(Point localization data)
▶

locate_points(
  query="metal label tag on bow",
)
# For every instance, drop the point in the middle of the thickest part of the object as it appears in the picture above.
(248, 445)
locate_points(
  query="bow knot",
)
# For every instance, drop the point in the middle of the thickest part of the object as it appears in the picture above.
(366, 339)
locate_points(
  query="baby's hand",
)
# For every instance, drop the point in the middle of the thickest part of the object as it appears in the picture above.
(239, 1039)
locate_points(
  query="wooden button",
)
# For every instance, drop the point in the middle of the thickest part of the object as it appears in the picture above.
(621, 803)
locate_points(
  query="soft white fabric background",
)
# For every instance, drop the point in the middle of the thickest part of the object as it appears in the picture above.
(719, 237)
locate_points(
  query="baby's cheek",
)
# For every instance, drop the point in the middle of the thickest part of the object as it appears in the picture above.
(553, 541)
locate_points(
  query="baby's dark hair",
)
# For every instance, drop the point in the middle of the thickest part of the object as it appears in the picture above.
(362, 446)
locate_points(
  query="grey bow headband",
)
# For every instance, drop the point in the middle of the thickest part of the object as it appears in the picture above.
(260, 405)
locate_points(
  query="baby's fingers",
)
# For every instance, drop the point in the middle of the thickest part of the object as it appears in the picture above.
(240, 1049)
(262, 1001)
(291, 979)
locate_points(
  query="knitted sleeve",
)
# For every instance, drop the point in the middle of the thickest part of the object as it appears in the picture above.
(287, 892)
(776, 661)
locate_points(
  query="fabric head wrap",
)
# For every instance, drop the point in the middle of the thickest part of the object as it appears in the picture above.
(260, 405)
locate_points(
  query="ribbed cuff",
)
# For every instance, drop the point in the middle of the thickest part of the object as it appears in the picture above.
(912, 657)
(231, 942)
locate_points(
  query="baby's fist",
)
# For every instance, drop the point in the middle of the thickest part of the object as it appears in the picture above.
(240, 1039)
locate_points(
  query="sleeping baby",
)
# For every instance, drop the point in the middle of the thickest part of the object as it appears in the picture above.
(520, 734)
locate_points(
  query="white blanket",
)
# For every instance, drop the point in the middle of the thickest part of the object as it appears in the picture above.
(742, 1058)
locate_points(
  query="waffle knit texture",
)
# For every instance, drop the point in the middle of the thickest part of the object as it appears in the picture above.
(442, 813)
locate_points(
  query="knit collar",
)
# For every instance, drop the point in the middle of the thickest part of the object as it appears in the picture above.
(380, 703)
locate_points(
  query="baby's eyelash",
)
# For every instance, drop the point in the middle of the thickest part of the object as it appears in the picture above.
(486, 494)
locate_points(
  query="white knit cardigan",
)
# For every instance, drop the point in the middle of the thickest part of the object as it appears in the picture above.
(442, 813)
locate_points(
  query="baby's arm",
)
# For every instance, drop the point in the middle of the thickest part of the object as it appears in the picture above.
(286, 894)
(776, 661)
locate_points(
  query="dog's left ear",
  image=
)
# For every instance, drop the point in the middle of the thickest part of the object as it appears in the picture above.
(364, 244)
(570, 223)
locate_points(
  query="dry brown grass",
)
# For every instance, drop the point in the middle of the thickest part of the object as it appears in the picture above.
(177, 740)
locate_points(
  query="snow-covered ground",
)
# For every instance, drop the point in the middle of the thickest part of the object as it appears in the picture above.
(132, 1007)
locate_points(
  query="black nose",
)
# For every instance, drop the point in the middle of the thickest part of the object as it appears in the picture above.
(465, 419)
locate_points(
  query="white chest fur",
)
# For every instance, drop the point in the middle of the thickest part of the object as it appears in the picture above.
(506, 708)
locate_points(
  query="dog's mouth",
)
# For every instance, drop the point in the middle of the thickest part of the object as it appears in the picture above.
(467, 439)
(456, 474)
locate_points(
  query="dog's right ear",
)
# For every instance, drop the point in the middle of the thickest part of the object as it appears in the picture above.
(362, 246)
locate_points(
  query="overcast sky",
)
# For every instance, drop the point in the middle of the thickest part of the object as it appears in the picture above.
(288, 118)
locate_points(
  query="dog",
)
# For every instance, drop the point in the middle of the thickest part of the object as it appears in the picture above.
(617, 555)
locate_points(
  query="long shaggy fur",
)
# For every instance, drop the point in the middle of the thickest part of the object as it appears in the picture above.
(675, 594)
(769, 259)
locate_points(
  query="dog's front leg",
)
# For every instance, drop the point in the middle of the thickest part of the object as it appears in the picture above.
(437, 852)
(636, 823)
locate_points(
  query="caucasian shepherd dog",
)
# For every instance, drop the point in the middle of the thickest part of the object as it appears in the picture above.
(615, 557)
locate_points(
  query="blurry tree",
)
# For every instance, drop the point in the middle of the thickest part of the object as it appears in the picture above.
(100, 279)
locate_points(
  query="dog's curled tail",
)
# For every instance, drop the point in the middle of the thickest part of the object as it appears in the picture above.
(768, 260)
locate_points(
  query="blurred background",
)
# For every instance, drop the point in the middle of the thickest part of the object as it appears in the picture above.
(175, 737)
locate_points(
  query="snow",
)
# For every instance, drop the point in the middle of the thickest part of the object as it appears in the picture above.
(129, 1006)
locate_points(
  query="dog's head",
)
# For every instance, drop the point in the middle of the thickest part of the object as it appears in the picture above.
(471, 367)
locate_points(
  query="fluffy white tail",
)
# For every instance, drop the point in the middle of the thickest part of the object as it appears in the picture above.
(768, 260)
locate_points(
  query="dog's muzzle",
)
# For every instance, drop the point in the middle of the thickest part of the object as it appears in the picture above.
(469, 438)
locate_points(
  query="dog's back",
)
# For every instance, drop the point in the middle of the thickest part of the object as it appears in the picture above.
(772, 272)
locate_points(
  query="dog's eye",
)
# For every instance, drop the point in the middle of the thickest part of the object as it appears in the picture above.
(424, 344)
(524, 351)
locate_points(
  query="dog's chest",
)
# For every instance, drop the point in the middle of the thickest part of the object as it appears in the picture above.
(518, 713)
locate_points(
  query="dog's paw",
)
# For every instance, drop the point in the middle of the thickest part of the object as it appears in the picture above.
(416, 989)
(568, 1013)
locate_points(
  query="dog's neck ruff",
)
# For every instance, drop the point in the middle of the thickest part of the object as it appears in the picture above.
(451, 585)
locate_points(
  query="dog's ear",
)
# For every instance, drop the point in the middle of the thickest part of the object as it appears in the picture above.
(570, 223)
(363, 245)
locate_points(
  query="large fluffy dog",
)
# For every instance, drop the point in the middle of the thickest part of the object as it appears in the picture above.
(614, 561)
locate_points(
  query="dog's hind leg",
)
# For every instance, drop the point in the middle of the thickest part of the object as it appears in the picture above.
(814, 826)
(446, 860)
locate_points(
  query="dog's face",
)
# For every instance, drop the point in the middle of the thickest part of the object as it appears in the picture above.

◀

TASK TO CARRY OUT -> Repeat all of the data exactly. Include every line.

ANSWER TO THIS EXERCISE ->
locate_points(
  query="metal label tag on bow",
)
# For every instance, drop the point in the middle of the thickest part of the object as it appears in the picture above.
(248, 445)
locate_points(
  query="bow knot",
)
# For every instance, drop the point in the middle of the thickest part of the object as it appears in the picture above.
(366, 339)
locate_points(
  query="baby's hand",
)
# For every instance, drop the point in the middle of the thickest part of the object as it appears in the picture above.
(239, 1039)
locate_points(
  query="wooden button",
)
# For every instance, drop the point in the middle of the thickest part of the object as it appears in the picture above.
(621, 803)
locate_points(
  query="soft white fabric background",
)
# For every instance, drop the point in the middle of the thickest part of the object as it appears in the picture above.
(719, 237)
locate_points(
  query="baby's cheek",
)
# For every instance, drop the point in the middle of the thickest part of the object as it appears in the picture above.
(553, 541)
locate_points(
  query="baby's dark hair",
)
# For every instance, drop the point in the middle of the thickest part of the object as it appears in the picture above.
(362, 446)
locate_points(
  query="grey bow headband",
)
# For every instance, drop the point in the middle of the thickest part of the object as it appears in the picture above.
(260, 405)
locate_points(
  query="baby's fingers",
)
# For every instance, drop the point in the middle of the thickest part of the object as it appears in the picture above.
(240, 1049)
(262, 1001)
(291, 979)
locate_points(
  query="knitted sleeve",
)
# For every instance, drop the point in the middle of the thickest part of the object as it appears in the picture above.
(287, 892)
(776, 661)
locate_points(
  query="fabric head wrap",
)
# For every instance, drop the point in the middle of the thickest part of the object as it appears in the picture above.
(260, 405)
locate_points(
  query="ribbed cuff",
)
# For every instance, drop the point in the middle of the thickest part of the object as it appears in the picture above.
(912, 657)
(231, 942)
locate_points(
  query="baby's fist",
)
# For every instance, drop the point in the middle of the thickest part of the object as it appears in the picture above.
(240, 1039)
locate_points(
  query="sleeping baby",
)
# For every instance, drop the point in the middle of the thickest part of the object as it appears in the picture above.
(520, 734)
locate_points(
  query="white blanket",
)
# For every instance, drop the point in the middle of the thickest part of the object as it appears in the picture above.
(742, 1058)
locate_points(
  query="waffle knit texture",
)
# For every instance, drop the point in the middle of the thickest part of the object as it appears in the picture above.
(442, 813)
locate_points(
  query="knit collar",
)
# For every instance, drop the point in the middle of the thickest part of the object as it appears in the picture above.
(380, 703)
locate_points(
  query="baby's eyelash",
)
# For every instance, drop the point in the middle of the thickest part of the object as it appears in the picture above.
(486, 494)
locate_points(
  query="white knit cardigan",
)
# For every instance, drop the point in the middle of the thickest part of the object as it appears in the picture above.
(442, 813)
locate_points(
  query="baby's arm",
)
# For every instance, drop the point in the middle of the thickest part of the object as it appears in the picture above.
(286, 894)
(776, 661)
locate_points(
  query="dog's left ear",
  image=
)
# For every instance, drop the point in the middle of the thickest part of the object as it appears in the picture above.
(364, 244)
(570, 223)
locate_points(
  query="dry brown grass",
)
# For every instance, drop the point in the middle of the thickest part of the object as it appears in the picture above.
(177, 740)
locate_points(
  query="snow-covered ground",
)
# For every instance, drop the point in the middle of the thickest part of the object as it appears in the picture above.
(132, 1007)
locate_points(
  query="black nose",
)
# For every instance, drop the point in the middle of the thickest part of the object as it appears in the picture above.
(465, 419)
locate_points(
  query="white chest fur",
)
# For every instance, drop the point in the middle of the thickest part of the object as it appears in the picture above.
(506, 708)
locate_points(
  query="dog's mouth",
)
# For every instance, drop the point in the middle of the thickest part of the object as it appears in the picture above.
(467, 439)
(456, 474)
locate_points(
  query="dog's right ear",
)
# For every instance, drop the point in the middle of the thickest part of the object as it appears in the picture above.
(362, 246)
locate_points(
  query="overcast sky",
)
# For every instance, drop the point in the middle of the thickest part of the object as it appears in the picture above.
(288, 118)
locate_points(
  query="dog",
)
# For every instance, drop the point in the middle of the thickest part of the object as it appears in the picture above.
(617, 555)
locate_points(
  query="long shaggy fur",
)
# For every instance, drop the point in the middle of the thickest part of the object as it appears in the picture above.
(675, 594)
(769, 259)
locate_points(
  query="dog's front leg",
)
# For every instance, drop the point in the middle of the thickest part of the object as it appears in the picture above.
(437, 852)
(636, 823)
locate_points(
  query="caucasian shepherd dog",
)
# For every instance, drop the point in the middle of the thickest part of the object as it appears in the picture above.
(615, 557)
locate_points(
  query="blurry tree",
)
# For every instance, drop the point in the middle of the thickest part of the object as it appears in the picture above.
(100, 279)
locate_points(
  query="dog's curled tail",
)
# For every instance, drop the point in the middle of the thickest part of the object as it appears in the picture above.
(768, 260)
locate_points(
  query="blurred background",
)
# For every instance, drop the point in the middle of the thickest part of the object as it appears in the picture above.
(175, 737)
locate_points(
  query="snow",
)
# For every instance, drop the point in the middle of the thickest part of the object as it appears in the picture above.
(129, 1006)
locate_points(
  query="dog's head",
)
# For every instance, drop the point in the middle of the thickest part of the object as it appears in the picture above.
(471, 367)
locate_points(
  query="fluffy white tail",
)
# For every instance, drop the point in the middle of the thickest part of the object as it appears in the picture above.
(768, 260)
locate_points(
  query="dog's muzzle",
)
# For every instance, drop the point in the middle of the thickest part of the object as it appears in the picture above.
(469, 438)
locate_points(
  query="dog's back",
)
# For every instance, drop the point in the middle of the thickest part of the object as it appears in the picture above.
(772, 272)
locate_points(
  query="dog's eye",
)
# For every instance, drop the point in the middle of the thickest part of the object as it appears in the picture above.
(424, 344)
(524, 351)
locate_points(
  query="dog's chest",
)
# For every instance, drop the point in the middle of the thickest part of the object as it appears in the picture above.
(518, 713)
locate_points(
  query="dog's paw",
)
# For every instance, drop the point in the middle of the thickest part of the object as it appears in the picture above.
(416, 989)
(568, 1013)
locate_points(
  query="dog's neck ruff",
)
# For every instance, drop the point in the middle of the thickest part of the object as it appears in the picture above.
(451, 585)
locate_points(
  query="dog's ear",
)
# For every instance, drop the point in the middle of the thickest part of the object as it appears in the picture above.
(570, 223)
(363, 245)
locate_points(
  query="large fluffy dog",
)
# For every instance, drop the point in the middle of the thickest part of the object as it appears in the picture above.
(614, 561)
locate_points(
  query="dog's hind leg",
)
# For every instance, drop the point in the middle of the thickest part of the object as it appears in the picture above.
(814, 826)
(446, 860)
locate_points(
  query="dog's face",
)
# For every instance, drop the point in the middle of the thickest part of the object as it appears in the picture above.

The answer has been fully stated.